**Dataset records**
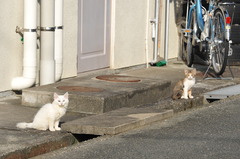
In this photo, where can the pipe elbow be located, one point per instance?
(20, 83)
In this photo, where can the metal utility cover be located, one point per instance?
(223, 92)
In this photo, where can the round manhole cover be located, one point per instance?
(117, 78)
(79, 89)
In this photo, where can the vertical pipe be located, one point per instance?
(146, 38)
(58, 55)
(30, 47)
(166, 30)
(156, 31)
(47, 63)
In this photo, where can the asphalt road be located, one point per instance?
(211, 132)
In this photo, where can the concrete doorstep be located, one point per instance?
(119, 107)
(117, 121)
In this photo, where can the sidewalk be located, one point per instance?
(15, 143)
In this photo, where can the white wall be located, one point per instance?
(129, 47)
(173, 32)
(10, 45)
(70, 24)
(129, 30)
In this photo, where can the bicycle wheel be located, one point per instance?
(190, 49)
(221, 45)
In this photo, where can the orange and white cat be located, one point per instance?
(183, 89)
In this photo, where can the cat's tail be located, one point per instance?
(24, 125)
(177, 95)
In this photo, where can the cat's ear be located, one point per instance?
(55, 95)
(66, 95)
(194, 71)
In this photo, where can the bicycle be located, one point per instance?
(207, 33)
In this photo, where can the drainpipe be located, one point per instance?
(155, 31)
(58, 39)
(30, 47)
(47, 62)
(166, 30)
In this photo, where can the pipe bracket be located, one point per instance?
(58, 27)
(47, 28)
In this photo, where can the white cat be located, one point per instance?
(183, 89)
(49, 115)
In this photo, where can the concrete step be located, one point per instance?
(116, 121)
(90, 95)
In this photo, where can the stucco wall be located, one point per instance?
(173, 43)
(70, 23)
(130, 33)
(10, 45)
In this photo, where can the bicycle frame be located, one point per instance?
(197, 9)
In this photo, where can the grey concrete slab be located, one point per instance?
(116, 121)
(114, 95)
(223, 92)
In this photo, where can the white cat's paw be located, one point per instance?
(184, 97)
(51, 129)
(58, 128)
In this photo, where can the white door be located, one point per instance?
(93, 34)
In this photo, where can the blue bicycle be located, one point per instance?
(207, 33)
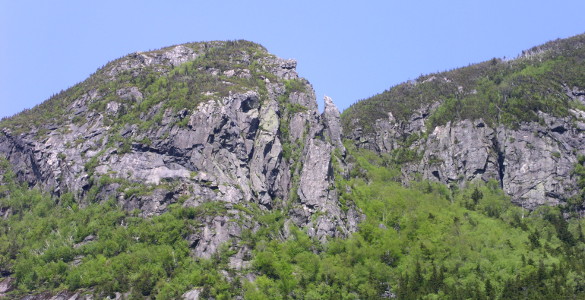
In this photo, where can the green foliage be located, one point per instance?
(178, 88)
(426, 242)
(499, 92)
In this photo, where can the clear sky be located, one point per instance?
(348, 50)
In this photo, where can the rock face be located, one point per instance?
(533, 163)
(263, 146)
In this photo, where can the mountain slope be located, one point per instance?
(221, 122)
(519, 122)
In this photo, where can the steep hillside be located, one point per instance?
(220, 122)
(517, 121)
(204, 171)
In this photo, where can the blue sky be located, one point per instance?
(348, 50)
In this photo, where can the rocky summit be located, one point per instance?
(519, 122)
(250, 136)
(206, 171)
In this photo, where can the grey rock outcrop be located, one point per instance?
(533, 163)
(228, 152)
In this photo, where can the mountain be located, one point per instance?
(221, 122)
(205, 171)
(520, 122)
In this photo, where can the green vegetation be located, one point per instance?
(180, 87)
(499, 92)
(423, 241)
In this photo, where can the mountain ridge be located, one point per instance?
(205, 170)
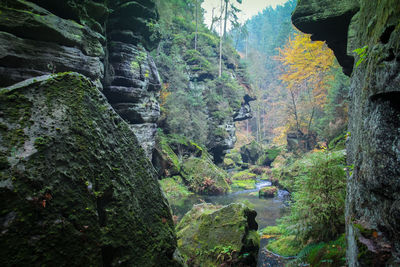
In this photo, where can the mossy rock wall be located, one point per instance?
(204, 177)
(374, 117)
(213, 236)
(75, 187)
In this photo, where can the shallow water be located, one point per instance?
(268, 210)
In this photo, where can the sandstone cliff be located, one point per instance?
(373, 198)
(76, 189)
(104, 41)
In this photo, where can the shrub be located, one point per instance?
(317, 211)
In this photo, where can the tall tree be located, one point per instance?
(197, 24)
(307, 72)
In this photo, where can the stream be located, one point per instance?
(268, 211)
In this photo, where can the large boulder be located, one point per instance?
(204, 177)
(219, 236)
(75, 186)
(107, 41)
(372, 206)
(251, 152)
(299, 142)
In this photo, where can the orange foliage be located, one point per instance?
(306, 68)
(164, 94)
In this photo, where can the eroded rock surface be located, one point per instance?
(75, 187)
(107, 41)
(211, 235)
(373, 209)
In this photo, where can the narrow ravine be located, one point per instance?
(268, 211)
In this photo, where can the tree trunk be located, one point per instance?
(195, 35)
(212, 20)
(295, 111)
(226, 16)
(220, 44)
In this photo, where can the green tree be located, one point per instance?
(317, 211)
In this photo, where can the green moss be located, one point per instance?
(209, 235)
(204, 177)
(285, 246)
(42, 142)
(244, 184)
(173, 188)
(89, 184)
(244, 175)
(332, 253)
(269, 191)
(271, 230)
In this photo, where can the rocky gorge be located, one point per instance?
(74, 179)
(372, 205)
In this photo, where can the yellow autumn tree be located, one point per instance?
(306, 68)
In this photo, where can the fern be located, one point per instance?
(362, 54)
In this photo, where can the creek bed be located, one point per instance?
(268, 211)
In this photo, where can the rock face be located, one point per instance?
(103, 40)
(373, 199)
(219, 236)
(75, 185)
(193, 165)
(251, 152)
(301, 143)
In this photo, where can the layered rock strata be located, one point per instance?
(75, 187)
(104, 41)
(373, 198)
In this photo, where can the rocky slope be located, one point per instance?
(200, 104)
(219, 236)
(75, 186)
(104, 41)
(372, 208)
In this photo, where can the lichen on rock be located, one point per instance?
(213, 235)
(75, 186)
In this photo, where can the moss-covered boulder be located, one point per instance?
(174, 188)
(164, 160)
(244, 180)
(268, 192)
(251, 152)
(202, 176)
(232, 159)
(268, 156)
(75, 186)
(244, 175)
(219, 236)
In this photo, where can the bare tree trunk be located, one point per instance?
(310, 121)
(220, 44)
(226, 16)
(247, 128)
(295, 110)
(247, 40)
(212, 20)
(195, 35)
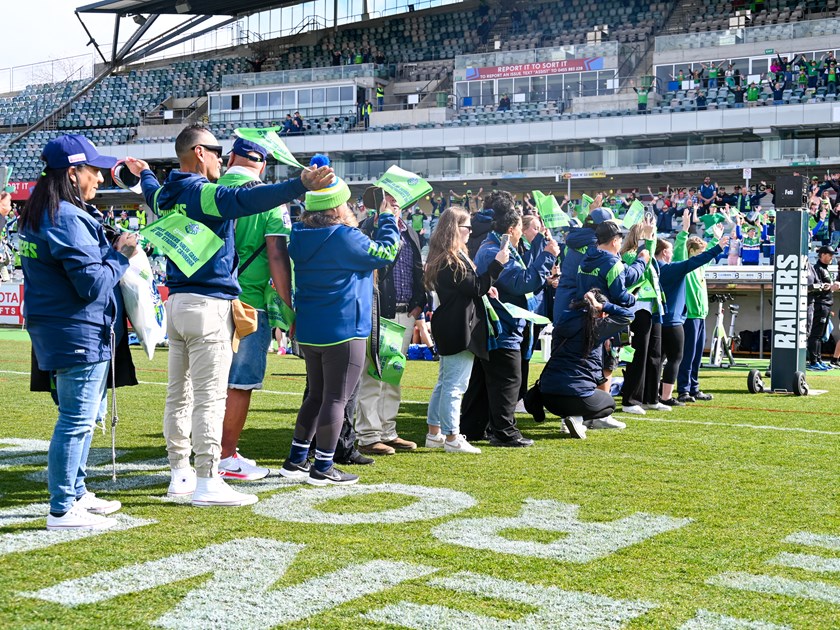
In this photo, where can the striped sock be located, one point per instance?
(299, 451)
(323, 460)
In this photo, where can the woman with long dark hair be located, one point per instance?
(459, 324)
(568, 386)
(74, 314)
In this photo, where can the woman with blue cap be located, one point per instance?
(74, 314)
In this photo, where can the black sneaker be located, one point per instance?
(299, 472)
(332, 477)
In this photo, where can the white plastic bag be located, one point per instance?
(143, 304)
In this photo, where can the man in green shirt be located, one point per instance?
(263, 258)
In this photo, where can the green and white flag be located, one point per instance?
(404, 186)
(635, 214)
(550, 211)
(187, 243)
(268, 139)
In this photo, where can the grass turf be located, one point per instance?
(749, 470)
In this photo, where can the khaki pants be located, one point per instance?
(200, 329)
(379, 403)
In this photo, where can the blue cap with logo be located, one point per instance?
(246, 147)
(74, 150)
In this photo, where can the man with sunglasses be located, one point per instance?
(200, 323)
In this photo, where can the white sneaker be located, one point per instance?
(182, 482)
(634, 409)
(435, 441)
(459, 445)
(575, 426)
(657, 407)
(95, 505)
(215, 492)
(242, 468)
(79, 518)
(605, 423)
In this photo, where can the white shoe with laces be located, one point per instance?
(215, 492)
(241, 468)
(95, 505)
(79, 518)
(459, 445)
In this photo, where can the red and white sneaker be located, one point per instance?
(241, 468)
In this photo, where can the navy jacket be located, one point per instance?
(570, 372)
(71, 282)
(216, 207)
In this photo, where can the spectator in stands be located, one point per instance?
(401, 298)
(75, 317)
(460, 324)
(200, 323)
(263, 261)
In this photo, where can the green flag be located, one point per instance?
(268, 139)
(550, 211)
(403, 186)
(635, 214)
(187, 243)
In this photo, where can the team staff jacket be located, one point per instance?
(514, 284)
(334, 279)
(387, 288)
(460, 322)
(216, 207)
(570, 371)
(71, 277)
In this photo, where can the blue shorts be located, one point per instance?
(248, 367)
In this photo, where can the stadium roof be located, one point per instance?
(183, 7)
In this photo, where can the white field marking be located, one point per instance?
(249, 603)
(556, 608)
(299, 506)
(706, 620)
(587, 541)
(42, 538)
(222, 560)
(760, 427)
(826, 541)
(819, 591)
(806, 561)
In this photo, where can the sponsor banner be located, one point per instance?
(11, 304)
(535, 69)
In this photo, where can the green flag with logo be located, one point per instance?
(550, 211)
(187, 243)
(404, 186)
(268, 139)
(635, 214)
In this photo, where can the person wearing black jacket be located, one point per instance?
(820, 300)
(402, 297)
(459, 324)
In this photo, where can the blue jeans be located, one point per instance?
(81, 392)
(445, 404)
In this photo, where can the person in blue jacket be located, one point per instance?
(199, 309)
(568, 385)
(334, 264)
(494, 384)
(74, 315)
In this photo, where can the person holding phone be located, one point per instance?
(460, 324)
(491, 397)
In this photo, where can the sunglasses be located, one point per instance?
(214, 148)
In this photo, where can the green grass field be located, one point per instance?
(742, 497)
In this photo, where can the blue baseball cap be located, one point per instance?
(246, 147)
(74, 150)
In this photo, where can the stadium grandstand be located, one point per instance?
(614, 94)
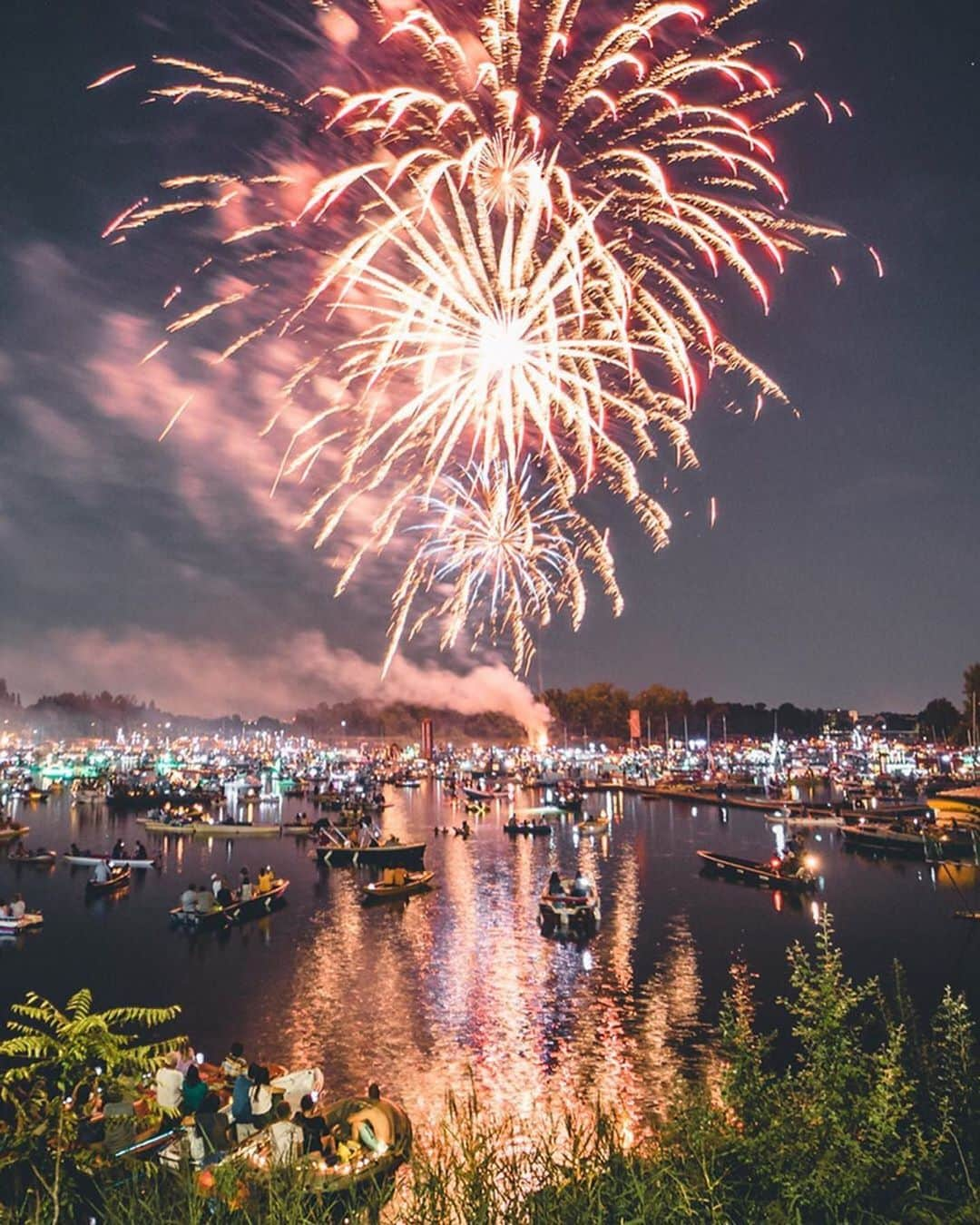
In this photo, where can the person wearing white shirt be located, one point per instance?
(169, 1085)
(284, 1137)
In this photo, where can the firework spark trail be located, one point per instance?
(516, 248)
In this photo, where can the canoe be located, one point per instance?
(119, 877)
(567, 909)
(11, 926)
(367, 1169)
(380, 891)
(220, 916)
(763, 874)
(593, 827)
(388, 855)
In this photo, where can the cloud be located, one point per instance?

**What you need to do**
Starting at the line that contains "In this photo, where can the person in" and ending at the last line, rewrite the lines with "canoe" swapped for "kayak" and nothing else altered. Omit the pictures.

**The result**
In this photo, where can the person in blue jacket be located, one point per instance?
(199, 309)
(568, 385)
(334, 264)
(494, 384)
(74, 315)
In this photo, where can the person holding phone be located, one point per instance?
(460, 324)
(491, 397)
In this photo, where can the sunglasses be located, one point per instance?
(214, 148)
In this photo, where can the green grass field be located, one point per instance?
(742, 497)
In this photo, where can the blue baseball cap be located, one point per instance?
(246, 147)
(74, 150)
In this photo, where can the stadium grandstand be located, one point per instance?
(614, 94)
In this photo, where can the person wearing white shirt be located, one point per instance?
(169, 1085)
(284, 1137)
In this photo, where can the firework spark trail be located, one point per instance?
(516, 248)
In this photo, where can the kayak be located, one point per instance?
(119, 877)
(567, 909)
(11, 926)
(367, 1169)
(380, 891)
(220, 916)
(763, 874)
(593, 827)
(388, 855)
In this photo, where can the cloud be located, one point per instance?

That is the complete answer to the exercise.